(WHAT THIS TASK INVOLVES) Your task is to write out exactly the lines from the line containing "task: segment each instance of the rocky" through the end of the records, inclusive at both ends.

(MATERIAL PROVIDED)
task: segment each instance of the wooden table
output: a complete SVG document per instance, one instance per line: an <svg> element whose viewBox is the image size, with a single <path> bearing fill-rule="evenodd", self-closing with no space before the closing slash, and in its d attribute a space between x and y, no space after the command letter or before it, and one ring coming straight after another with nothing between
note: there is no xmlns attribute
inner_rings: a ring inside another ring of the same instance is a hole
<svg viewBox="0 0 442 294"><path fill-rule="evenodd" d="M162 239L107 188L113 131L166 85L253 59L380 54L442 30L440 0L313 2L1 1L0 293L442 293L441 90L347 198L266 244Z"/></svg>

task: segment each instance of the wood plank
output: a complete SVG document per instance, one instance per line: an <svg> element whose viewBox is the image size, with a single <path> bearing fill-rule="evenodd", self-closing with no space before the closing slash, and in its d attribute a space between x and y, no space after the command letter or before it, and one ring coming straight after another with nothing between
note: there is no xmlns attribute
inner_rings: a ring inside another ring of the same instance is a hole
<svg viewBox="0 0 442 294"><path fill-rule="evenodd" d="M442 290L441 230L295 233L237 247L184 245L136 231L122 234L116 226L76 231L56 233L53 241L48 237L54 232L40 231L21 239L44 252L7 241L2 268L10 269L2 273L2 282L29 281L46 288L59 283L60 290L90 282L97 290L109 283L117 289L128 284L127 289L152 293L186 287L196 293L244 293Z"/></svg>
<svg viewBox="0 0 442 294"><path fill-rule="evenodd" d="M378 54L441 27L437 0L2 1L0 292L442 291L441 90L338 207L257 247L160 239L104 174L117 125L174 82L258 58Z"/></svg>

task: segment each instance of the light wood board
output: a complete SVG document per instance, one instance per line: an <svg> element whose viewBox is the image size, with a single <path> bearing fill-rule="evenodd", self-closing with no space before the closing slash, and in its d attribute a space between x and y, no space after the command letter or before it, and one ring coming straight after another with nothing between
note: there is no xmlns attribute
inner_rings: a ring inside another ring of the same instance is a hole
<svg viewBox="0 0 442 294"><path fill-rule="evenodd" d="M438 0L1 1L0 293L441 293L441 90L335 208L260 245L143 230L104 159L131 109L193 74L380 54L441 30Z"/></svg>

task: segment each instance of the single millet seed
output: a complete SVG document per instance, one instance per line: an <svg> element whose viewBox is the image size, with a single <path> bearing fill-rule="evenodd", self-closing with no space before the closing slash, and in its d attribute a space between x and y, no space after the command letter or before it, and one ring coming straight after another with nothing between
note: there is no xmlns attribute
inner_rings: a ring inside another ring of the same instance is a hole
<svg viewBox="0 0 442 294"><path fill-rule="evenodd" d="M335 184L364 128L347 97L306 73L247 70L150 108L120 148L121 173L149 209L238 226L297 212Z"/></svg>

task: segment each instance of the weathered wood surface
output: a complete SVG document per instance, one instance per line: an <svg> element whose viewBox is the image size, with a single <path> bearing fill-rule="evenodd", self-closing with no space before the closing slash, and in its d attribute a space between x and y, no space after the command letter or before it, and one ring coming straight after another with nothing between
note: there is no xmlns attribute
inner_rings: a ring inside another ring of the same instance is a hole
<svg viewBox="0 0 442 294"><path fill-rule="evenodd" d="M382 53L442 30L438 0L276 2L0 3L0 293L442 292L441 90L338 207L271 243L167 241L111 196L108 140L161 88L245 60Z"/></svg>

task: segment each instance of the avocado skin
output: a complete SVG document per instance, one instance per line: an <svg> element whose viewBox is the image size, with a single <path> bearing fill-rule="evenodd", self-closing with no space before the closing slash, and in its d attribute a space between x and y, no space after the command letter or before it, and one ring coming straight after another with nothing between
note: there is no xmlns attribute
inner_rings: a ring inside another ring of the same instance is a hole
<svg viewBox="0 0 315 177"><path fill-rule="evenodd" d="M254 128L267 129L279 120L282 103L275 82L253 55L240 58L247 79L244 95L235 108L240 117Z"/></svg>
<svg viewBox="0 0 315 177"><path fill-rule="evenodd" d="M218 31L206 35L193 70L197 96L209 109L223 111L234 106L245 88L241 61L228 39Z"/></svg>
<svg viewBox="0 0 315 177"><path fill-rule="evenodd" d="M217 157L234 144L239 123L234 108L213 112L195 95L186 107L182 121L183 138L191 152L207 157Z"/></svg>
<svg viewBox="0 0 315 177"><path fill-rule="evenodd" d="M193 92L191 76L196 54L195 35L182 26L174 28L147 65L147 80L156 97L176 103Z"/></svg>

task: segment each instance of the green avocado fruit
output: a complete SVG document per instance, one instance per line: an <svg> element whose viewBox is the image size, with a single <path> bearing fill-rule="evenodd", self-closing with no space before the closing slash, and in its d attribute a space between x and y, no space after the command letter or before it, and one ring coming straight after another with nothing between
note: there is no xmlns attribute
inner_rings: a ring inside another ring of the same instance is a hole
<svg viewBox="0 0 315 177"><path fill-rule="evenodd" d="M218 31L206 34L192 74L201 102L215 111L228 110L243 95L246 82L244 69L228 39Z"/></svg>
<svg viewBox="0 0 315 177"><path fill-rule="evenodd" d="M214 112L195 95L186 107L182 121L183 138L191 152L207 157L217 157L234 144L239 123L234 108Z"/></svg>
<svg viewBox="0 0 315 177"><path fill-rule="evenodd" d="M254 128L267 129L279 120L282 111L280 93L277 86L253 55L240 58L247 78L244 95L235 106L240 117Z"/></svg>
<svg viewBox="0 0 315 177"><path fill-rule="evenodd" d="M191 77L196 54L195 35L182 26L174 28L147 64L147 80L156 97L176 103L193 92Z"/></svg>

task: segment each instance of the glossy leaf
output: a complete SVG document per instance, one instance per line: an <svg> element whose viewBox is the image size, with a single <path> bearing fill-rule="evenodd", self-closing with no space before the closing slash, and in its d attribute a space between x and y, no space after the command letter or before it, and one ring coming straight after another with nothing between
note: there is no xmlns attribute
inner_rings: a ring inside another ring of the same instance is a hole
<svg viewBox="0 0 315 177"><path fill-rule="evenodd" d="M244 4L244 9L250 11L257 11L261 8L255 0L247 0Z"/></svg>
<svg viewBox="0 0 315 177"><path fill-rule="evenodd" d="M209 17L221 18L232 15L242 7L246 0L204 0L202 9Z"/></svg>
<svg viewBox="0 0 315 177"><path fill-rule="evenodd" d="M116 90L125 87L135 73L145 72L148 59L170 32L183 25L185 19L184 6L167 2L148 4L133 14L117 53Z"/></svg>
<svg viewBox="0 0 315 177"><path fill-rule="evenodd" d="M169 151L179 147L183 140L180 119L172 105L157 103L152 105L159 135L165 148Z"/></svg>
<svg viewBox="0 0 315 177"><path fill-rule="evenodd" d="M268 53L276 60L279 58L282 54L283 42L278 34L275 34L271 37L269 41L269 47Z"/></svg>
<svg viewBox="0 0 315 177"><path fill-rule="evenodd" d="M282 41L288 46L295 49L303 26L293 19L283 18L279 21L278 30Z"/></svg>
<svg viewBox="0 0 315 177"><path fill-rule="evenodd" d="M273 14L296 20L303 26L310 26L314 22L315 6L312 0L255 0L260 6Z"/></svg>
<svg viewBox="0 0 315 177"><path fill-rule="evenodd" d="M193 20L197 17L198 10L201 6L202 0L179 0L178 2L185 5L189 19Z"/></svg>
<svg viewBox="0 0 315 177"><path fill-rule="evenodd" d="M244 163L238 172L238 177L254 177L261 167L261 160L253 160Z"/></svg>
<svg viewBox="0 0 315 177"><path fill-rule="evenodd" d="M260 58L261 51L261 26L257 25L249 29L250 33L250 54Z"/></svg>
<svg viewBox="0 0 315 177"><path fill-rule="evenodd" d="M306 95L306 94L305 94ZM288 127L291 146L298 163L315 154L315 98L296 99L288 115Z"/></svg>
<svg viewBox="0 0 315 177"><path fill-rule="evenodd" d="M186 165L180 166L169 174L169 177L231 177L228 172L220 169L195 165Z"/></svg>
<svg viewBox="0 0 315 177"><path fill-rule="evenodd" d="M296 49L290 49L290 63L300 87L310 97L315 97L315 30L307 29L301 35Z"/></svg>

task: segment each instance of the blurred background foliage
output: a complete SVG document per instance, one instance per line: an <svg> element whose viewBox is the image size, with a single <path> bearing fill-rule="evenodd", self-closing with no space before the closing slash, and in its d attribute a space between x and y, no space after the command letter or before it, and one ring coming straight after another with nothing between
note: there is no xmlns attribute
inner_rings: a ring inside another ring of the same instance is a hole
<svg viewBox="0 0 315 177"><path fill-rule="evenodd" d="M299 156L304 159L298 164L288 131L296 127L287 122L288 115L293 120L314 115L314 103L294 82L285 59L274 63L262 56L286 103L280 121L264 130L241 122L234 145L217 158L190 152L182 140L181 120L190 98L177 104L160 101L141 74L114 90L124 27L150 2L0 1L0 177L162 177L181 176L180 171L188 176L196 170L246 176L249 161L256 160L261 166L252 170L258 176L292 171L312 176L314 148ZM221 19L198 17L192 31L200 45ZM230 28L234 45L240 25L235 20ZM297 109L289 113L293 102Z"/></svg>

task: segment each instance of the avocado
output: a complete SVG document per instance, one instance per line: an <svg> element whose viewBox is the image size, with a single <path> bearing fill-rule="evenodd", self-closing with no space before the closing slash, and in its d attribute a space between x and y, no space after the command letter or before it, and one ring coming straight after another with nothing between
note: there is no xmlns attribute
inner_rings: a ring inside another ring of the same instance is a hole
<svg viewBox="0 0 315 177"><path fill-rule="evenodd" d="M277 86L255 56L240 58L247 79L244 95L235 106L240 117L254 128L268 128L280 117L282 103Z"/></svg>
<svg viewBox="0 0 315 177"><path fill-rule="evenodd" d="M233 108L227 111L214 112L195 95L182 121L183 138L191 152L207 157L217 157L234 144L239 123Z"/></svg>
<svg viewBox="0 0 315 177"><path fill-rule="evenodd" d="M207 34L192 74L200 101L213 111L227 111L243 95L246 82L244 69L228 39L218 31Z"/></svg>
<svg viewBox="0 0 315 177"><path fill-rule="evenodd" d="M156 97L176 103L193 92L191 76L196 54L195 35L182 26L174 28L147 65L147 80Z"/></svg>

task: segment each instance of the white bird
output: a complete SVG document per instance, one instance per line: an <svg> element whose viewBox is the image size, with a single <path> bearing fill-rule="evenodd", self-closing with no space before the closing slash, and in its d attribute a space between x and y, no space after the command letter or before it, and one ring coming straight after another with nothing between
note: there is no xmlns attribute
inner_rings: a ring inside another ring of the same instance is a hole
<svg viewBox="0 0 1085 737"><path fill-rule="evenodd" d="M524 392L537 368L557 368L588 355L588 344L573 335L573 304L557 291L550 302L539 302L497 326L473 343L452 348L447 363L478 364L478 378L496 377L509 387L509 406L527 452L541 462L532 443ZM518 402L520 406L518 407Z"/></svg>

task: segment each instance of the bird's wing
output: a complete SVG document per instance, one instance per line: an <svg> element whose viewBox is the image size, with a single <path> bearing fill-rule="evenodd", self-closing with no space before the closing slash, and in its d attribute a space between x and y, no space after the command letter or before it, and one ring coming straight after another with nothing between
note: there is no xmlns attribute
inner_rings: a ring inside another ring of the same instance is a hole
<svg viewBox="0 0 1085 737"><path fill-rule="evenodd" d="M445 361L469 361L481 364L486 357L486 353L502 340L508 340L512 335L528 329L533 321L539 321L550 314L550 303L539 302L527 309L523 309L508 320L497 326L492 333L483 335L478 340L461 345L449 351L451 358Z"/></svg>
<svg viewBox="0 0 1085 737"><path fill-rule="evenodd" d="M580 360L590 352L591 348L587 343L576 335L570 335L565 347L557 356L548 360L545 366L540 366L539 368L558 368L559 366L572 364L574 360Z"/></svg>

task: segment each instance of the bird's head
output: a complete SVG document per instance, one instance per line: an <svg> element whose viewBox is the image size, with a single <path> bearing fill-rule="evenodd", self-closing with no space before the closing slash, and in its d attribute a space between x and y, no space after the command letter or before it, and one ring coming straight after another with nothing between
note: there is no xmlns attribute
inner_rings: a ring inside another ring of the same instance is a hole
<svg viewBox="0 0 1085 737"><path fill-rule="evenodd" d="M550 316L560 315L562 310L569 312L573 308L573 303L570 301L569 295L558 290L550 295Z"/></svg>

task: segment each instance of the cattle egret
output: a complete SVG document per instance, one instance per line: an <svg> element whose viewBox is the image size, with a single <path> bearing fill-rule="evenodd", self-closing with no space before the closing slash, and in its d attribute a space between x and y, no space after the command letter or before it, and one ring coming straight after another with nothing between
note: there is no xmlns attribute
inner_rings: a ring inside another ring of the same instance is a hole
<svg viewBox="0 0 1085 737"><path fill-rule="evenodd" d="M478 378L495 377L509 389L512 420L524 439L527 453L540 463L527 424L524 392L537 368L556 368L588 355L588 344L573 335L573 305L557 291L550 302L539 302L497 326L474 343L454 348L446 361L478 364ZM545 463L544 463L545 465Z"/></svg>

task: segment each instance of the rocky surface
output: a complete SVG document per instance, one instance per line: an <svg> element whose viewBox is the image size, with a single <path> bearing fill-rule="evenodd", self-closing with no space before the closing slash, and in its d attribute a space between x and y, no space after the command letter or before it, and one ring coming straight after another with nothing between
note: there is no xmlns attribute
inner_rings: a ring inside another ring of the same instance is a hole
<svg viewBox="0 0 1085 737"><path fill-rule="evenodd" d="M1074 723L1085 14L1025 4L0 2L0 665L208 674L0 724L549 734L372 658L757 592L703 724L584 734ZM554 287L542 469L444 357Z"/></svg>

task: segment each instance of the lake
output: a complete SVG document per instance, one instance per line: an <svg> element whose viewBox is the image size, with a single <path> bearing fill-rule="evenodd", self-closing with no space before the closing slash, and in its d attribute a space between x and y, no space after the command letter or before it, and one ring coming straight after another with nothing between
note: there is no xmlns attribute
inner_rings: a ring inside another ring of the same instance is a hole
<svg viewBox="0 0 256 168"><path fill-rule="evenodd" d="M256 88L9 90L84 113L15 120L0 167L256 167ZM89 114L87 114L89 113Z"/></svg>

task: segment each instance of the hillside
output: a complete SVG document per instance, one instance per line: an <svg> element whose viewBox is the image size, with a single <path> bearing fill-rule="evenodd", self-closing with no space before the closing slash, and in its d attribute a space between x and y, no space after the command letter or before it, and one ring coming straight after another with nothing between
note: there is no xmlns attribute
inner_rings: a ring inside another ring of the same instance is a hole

(CORRECT RESPONSE)
task: segment each instance of the rocky surface
output: a complete SVG document per instance, one instance per line: an <svg> element whose viewBox is the image size, with a single <path> bearing fill-rule="evenodd", self-closing with no space before the closing slash, and in its d attribute a space between x and y, no space after the command letter or before it, and one ring coming straight after another with nothing between
note: there is no xmlns attribute
inner_rings: a ring inside another ring of the same instance is a hole
<svg viewBox="0 0 1085 737"><path fill-rule="evenodd" d="M1074 723L1085 14L1025 4L0 2L0 665L208 674L0 724L549 734L372 658L757 592L703 724L584 734ZM554 287L542 469L444 357Z"/></svg>

task: segment each instance of the lake
output: a complete SVG document per instance, one instance per line: an <svg> element whose viewBox is the image size, with a single <path> bearing fill-rule="evenodd", self-closing with no space before the closing slash, and in its d attribute a space between x and y, no space after the command letter or before it, and one ring coming straight after another with nothing between
note: there is no xmlns attribute
inner_rings: a ring inside another ring of the same instance is a hole
<svg viewBox="0 0 256 168"><path fill-rule="evenodd" d="M256 88L9 90L84 113L15 120L0 167L256 167ZM89 114L87 114L89 113Z"/></svg>

task: segment each instance of the hillside
output: a complete SVG document per instance, one instance per line: an <svg> element whose viewBox is the image size, with a single <path> bearing fill-rule="evenodd", self-closing with no space before the closing slash, and in its d attribute a space between x and y, no space after the command letter or before it, and one ring coming straight after another with nothing between
note: there is no xmlns attribute
inner_rings: a ring inside another ring of the same instance is a hole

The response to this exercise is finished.